**LINHAS DO CONJUNTO**
'''

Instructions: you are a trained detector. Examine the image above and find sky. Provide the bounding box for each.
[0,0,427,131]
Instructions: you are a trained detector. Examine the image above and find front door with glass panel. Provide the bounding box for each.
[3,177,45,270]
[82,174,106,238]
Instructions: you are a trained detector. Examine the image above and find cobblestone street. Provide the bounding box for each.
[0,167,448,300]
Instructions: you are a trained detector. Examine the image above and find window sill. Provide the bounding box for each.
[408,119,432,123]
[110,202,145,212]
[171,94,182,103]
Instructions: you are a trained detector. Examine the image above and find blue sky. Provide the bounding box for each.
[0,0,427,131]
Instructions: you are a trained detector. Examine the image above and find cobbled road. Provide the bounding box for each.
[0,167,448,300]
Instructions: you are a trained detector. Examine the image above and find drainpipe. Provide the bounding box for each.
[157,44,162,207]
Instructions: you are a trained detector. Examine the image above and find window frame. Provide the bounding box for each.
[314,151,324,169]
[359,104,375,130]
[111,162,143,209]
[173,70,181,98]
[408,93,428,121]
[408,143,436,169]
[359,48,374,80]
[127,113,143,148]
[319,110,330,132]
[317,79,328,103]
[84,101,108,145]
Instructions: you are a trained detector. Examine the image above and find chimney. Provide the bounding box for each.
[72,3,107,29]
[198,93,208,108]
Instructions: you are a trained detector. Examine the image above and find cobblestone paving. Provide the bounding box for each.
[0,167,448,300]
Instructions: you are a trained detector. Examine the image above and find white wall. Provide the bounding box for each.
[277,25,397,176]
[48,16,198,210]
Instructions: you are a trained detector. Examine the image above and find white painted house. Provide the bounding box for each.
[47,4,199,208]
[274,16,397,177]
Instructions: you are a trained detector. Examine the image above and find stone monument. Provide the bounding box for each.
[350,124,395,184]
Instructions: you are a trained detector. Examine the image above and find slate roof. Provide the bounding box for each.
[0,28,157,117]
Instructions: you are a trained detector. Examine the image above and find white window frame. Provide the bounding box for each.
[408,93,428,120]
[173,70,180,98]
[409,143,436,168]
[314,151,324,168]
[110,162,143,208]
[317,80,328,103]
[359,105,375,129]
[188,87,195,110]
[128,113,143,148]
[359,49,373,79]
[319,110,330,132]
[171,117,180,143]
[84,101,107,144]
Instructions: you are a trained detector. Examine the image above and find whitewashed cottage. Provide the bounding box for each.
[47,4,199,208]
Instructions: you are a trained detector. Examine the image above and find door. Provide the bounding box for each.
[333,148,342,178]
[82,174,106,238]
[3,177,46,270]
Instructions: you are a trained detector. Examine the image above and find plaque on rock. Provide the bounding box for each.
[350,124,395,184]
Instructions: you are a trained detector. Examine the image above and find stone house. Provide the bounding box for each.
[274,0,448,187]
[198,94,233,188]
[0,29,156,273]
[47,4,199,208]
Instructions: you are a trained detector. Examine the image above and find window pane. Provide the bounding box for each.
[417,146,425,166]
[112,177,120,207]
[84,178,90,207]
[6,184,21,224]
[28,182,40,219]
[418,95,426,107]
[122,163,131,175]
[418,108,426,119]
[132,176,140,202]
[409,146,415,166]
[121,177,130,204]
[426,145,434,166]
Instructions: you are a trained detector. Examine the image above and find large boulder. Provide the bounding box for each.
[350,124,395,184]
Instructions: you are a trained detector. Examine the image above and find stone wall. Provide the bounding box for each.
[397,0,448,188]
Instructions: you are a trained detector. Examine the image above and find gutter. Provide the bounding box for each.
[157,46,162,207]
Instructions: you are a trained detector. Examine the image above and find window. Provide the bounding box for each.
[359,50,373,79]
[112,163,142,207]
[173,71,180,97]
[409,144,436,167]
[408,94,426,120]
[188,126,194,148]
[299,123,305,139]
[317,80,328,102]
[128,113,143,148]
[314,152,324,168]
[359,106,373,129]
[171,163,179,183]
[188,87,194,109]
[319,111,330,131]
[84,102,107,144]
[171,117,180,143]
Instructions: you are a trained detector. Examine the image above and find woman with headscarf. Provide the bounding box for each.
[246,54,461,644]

'''

**OBJETIVO**
Substitua "drainpipe" por "downspout" em todas as linhas acima e reproduza-as sem nenhuma outra alteração.

**RESULTADO**
Instructions: you are a trained detector. Examine the image above and find sky. Provide the bounding box for each.
[0,0,427,131]
Instructions: you are a trained detector. Examine the image above and find front door with glass panel. Provide the bounding box for each.
[3,177,45,270]
[82,174,106,238]
Instructions: you are a trained detector. Examine the image above and find cobblestone street. Provide the bounding box for each.
[0,167,448,300]
Instructions: you are a trained detector. Examine the image above and find window sill. Provide the bounding box for each.
[408,119,432,123]
[110,202,145,212]
[171,94,182,103]
Instructions: you are a trained detector. Examine the image above and find blue sky. Provide the bounding box for each.
[0,0,427,131]
Instructions: you are a trained detector. Examine the image above and find cobbled road. Provide the bounding box for each.
[0,167,448,300]
Instructions: you are a trained detector. Examine the image above and find downspout. Provide the bounding box for each.
[157,44,162,207]
Instructions: you are a trained detector. Examine the image above and find window frame. Provide the bounding box for each.
[314,151,324,169]
[359,104,375,130]
[111,162,143,209]
[173,70,181,98]
[408,93,428,121]
[408,143,436,169]
[359,48,374,80]
[127,113,143,148]
[319,110,330,132]
[317,79,328,103]
[84,101,108,145]
Instructions: you are a trained detector. Examine the image above and find chimney. Provide the bounding box for each.
[72,3,107,29]
[198,93,208,108]
Instructions: you are a trained detector. Examine the image above and find cobblestone paving. Provide the bounding box for each.
[0,167,448,300]
Instructions: you are a trained detector. Examine the image above and find white wall. Provide the bounding box for each.
[277,25,397,176]
[48,16,198,210]
Instructions: you are a trained detector. Examine the image above and find white painted house. Provide the bounding box for each.
[47,4,199,208]
[274,16,397,177]
Instructions: you are a trained detector. Examine the image above and find stone monument. Provide the bounding box for each.
[350,124,395,184]
Instructions: you are a trained detector. Examine the image above and find slate roof. Provide the bounding box for each.
[0,28,157,117]
Instructions: you are a trained detector. Examine the image above and find white window frame. Provide the bounding box for each.
[408,93,428,120]
[173,70,180,98]
[409,143,436,168]
[314,151,324,168]
[110,162,143,208]
[317,80,328,103]
[359,105,375,129]
[188,87,195,110]
[128,113,143,148]
[359,49,373,79]
[319,110,330,132]
[171,117,180,143]
[84,101,107,144]
Instructions: you are a trained detector. Examine the image above and find whitewashed cottage. Provide the bounding box for each.
[47,4,199,208]
Instructions: you are a trained detector. Examine the image above and find door. Provide the bounding box for each.
[333,148,342,178]
[82,174,106,238]
[3,177,46,270]
Instructions: you are a trained detector. Examine the image above and find plaque on rock. Provide the bounding box for each.
[350,124,395,184]
Instructions: you are a trained detector. Examine the image above and find stone house. Provide the bounding box for each.
[274,0,448,187]
[198,94,233,188]
[0,29,156,273]
[47,4,199,208]
Instructions: you are a trained detector. Examine the image above and find window pane. Provide the bounding box for each.
[417,146,425,166]
[112,177,120,207]
[84,178,90,207]
[6,184,21,224]
[28,182,40,219]
[418,95,426,107]
[122,163,131,175]
[418,108,426,119]
[132,176,140,202]
[409,146,415,166]
[121,177,130,204]
[426,145,434,166]
Instructions: you are a trained detector. Examine the image above and find large boulder. Provide the bounding box for each.
[350,124,395,184]
Instructions: you are a trained detector. Examine the image above and find stone wall. Provide the bounding box for each.
[397,0,448,188]
Instructions: you are a trained detector. Examine the image above and find gutter. Provide the bounding box for each.
[157,46,162,207]
Instructions: you are a trained detector. Examine the image above and find window. Provide the bounding box for each.
[359,50,373,79]
[112,163,142,207]
[173,71,180,97]
[409,144,436,167]
[408,94,426,120]
[188,126,194,148]
[299,123,305,139]
[317,80,328,102]
[128,113,143,148]
[314,152,324,168]
[359,106,373,129]
[171,163,179,183]
[188,87,194,109]
[319,111,330,131]
[84,102,107,144]
[171,117,180,143]
Instructions: you are a trained detector. Examine the image above and find woman with headscarf. Provide the bounding box for each.
[246,54,461,644]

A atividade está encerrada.